== TASK TO COMPLETE ==
An exact transcript of every entry is required, without any of the pictures.

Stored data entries

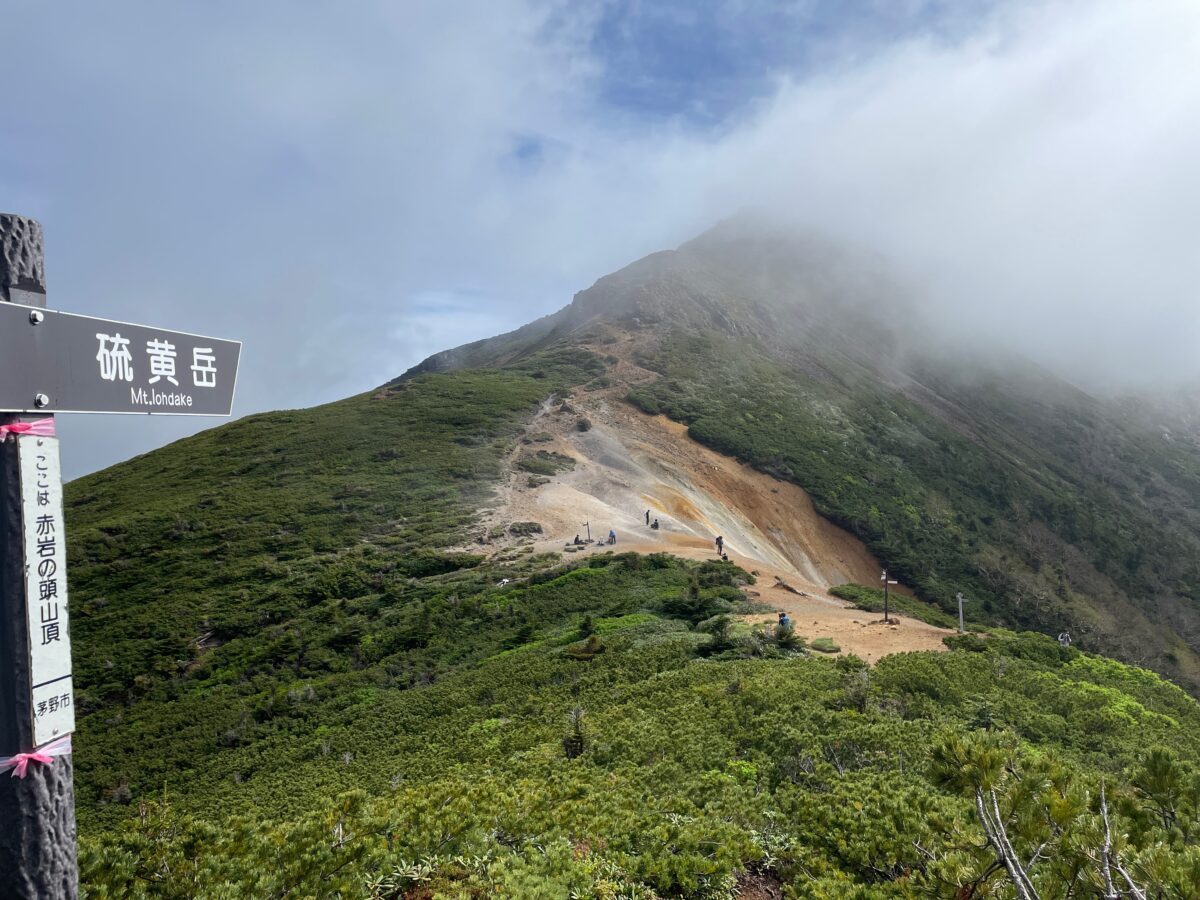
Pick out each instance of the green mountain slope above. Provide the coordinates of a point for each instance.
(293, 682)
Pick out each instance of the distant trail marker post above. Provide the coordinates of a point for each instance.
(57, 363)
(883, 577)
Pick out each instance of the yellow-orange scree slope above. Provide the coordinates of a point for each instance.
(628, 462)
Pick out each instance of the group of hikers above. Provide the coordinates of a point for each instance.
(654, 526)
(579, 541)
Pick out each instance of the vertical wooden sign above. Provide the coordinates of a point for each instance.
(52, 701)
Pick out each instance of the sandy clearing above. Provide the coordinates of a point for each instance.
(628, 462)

== FINISHED TASK ==
Pick out each instance of the green mountain slope above. Provide the coordinates of a point for each instance.
(293, 682)
Pick out each instance of the distant trail marker post above. Provide the coordinates of a point for each instance.
(57, 363)
(883, 577)
Pick out each instance of the yellow-orange scree slope above. Provide the coordinates of a point for each instance.
(628, 462)
Pick out each instance of the group of hikers above. Provide the coordinates of a point for each instance.
(654, 526)
(579, 541)
Pick out each instance of the vertical wooden sign above. Provide the coordinates of a point for each instance.
(52, 701)
Pick out each instance of the sandy clearing above. Provide the coordinates of a point for each instance.
(628, 462)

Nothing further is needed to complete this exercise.